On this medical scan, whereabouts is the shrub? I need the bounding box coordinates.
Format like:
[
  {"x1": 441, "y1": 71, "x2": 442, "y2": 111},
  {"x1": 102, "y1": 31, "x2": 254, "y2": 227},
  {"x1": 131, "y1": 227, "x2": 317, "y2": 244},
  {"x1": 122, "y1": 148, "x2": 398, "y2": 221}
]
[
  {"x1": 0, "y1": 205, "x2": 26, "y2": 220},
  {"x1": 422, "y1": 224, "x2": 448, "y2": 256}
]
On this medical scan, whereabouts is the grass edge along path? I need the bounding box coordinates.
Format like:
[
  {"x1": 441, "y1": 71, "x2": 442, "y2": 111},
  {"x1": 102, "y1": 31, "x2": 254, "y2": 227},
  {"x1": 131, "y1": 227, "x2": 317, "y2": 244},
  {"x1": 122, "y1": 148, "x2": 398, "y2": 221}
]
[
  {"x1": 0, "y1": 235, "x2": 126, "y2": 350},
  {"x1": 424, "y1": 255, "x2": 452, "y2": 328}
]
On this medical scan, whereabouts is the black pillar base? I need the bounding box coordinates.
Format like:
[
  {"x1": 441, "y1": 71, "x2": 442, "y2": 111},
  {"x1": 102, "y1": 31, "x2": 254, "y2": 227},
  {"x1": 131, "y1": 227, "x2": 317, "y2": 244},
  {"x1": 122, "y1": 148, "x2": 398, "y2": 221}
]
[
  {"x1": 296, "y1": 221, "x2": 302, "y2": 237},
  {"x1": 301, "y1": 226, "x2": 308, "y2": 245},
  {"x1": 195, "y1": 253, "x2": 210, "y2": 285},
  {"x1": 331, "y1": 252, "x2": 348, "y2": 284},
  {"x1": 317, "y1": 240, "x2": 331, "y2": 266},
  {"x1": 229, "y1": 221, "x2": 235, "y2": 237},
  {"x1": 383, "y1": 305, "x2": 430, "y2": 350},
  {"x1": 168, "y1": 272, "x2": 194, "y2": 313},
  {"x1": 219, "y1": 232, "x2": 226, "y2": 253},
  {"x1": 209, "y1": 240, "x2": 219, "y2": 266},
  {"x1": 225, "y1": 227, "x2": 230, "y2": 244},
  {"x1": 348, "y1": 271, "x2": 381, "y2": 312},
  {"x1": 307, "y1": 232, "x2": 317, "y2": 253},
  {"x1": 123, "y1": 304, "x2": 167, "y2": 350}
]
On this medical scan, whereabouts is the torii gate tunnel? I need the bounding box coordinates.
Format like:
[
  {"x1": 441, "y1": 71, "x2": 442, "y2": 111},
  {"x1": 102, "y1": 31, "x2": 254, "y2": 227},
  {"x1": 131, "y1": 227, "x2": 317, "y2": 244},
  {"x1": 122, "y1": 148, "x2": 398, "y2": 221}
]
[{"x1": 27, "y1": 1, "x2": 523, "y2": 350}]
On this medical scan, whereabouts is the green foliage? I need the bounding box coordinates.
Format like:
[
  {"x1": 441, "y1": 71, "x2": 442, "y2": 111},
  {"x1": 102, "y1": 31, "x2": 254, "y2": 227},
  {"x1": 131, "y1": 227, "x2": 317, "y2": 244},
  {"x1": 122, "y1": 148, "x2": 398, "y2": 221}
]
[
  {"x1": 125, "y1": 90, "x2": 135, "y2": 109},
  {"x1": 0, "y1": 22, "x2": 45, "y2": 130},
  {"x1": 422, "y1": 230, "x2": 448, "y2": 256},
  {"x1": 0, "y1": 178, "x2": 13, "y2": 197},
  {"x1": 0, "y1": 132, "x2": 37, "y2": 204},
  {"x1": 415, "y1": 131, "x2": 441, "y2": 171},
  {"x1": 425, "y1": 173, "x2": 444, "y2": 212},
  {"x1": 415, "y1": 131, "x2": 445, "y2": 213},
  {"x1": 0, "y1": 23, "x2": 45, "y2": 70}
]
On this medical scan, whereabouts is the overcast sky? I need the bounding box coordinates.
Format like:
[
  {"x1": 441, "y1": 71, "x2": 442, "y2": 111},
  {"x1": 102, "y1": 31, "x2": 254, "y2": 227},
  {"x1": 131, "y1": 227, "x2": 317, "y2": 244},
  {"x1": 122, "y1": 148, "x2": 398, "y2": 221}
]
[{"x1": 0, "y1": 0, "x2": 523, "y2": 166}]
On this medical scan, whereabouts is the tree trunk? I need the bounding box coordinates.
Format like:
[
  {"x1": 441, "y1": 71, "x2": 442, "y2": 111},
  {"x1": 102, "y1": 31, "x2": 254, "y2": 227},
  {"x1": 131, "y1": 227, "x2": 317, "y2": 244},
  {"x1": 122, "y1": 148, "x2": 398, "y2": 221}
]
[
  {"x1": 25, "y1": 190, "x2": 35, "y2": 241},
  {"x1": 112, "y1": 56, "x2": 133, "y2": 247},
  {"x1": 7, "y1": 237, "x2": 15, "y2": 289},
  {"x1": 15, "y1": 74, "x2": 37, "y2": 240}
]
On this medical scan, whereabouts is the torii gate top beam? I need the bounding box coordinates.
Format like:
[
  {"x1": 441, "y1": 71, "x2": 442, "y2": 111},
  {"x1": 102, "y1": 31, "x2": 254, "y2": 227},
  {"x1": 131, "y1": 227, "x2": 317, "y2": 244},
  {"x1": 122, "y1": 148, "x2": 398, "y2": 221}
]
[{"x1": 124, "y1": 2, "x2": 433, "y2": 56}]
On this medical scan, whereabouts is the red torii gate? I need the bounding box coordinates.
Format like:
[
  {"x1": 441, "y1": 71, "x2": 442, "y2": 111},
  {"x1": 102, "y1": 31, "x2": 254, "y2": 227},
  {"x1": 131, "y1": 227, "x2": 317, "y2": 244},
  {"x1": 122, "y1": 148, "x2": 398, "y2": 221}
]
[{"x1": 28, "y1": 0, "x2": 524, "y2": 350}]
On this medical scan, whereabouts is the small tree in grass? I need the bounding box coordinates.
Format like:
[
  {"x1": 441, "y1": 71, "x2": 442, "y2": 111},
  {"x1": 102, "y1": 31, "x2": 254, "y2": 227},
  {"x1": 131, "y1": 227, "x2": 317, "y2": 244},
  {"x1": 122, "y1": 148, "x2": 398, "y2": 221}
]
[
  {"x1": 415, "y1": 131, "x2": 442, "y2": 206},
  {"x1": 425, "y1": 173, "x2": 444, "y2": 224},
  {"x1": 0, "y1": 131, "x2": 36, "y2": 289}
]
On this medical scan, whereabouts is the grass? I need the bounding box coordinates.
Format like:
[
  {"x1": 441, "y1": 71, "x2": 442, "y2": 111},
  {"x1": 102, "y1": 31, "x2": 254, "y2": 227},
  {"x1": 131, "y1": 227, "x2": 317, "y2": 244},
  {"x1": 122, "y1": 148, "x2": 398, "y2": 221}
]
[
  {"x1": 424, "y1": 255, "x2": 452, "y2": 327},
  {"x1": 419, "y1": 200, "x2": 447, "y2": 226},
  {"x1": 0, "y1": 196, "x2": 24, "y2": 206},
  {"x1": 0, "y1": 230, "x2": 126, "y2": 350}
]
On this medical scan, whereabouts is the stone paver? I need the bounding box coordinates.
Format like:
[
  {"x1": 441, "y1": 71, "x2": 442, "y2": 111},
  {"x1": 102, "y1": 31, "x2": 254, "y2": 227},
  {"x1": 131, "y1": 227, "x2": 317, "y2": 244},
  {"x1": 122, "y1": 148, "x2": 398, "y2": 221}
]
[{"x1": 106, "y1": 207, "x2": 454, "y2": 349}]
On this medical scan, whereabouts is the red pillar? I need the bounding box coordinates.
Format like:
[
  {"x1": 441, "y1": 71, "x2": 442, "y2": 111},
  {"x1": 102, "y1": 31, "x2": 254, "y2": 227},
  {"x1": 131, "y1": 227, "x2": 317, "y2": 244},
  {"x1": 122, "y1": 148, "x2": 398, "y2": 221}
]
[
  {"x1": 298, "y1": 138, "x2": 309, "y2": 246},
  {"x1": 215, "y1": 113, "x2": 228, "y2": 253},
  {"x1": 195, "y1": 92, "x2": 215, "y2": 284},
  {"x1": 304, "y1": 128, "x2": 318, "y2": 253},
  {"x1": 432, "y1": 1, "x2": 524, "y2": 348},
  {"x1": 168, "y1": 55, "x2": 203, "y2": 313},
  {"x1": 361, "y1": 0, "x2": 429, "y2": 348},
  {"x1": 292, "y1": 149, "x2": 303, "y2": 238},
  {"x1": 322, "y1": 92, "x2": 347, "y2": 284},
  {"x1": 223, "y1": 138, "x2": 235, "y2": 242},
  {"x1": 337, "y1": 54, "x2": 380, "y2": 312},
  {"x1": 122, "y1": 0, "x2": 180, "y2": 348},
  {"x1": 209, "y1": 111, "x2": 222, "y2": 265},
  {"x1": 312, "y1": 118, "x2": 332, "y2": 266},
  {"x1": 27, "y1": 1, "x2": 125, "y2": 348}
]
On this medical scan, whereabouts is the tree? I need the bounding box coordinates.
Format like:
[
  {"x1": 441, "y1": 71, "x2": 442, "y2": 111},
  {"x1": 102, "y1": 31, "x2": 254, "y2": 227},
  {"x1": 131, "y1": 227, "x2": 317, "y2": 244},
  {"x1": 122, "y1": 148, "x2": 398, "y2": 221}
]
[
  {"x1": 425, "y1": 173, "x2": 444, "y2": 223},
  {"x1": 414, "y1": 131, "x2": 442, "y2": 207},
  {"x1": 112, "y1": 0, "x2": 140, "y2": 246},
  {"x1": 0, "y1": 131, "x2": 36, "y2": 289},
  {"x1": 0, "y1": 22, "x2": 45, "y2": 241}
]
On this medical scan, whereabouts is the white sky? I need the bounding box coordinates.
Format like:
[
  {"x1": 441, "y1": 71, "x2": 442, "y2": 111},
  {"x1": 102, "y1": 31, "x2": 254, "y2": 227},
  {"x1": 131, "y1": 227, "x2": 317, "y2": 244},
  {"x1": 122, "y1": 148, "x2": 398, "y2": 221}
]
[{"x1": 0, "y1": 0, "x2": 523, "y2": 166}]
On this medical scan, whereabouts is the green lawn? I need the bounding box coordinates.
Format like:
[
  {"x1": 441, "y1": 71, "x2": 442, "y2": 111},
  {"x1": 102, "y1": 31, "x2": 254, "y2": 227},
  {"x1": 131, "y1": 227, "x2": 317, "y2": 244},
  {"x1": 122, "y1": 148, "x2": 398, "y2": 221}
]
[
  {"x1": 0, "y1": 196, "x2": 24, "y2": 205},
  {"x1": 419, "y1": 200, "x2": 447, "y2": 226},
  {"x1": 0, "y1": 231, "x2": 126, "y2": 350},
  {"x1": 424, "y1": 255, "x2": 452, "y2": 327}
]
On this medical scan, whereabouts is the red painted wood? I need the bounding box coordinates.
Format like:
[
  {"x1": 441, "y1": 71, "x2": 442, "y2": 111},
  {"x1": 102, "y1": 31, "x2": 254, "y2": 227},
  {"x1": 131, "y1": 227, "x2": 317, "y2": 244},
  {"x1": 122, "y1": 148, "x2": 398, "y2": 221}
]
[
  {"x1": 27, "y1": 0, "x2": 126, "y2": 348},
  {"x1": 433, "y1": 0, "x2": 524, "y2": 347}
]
======
Matching lines for the string "grass": count them across the listing and reply with the number alone.

## Response area
3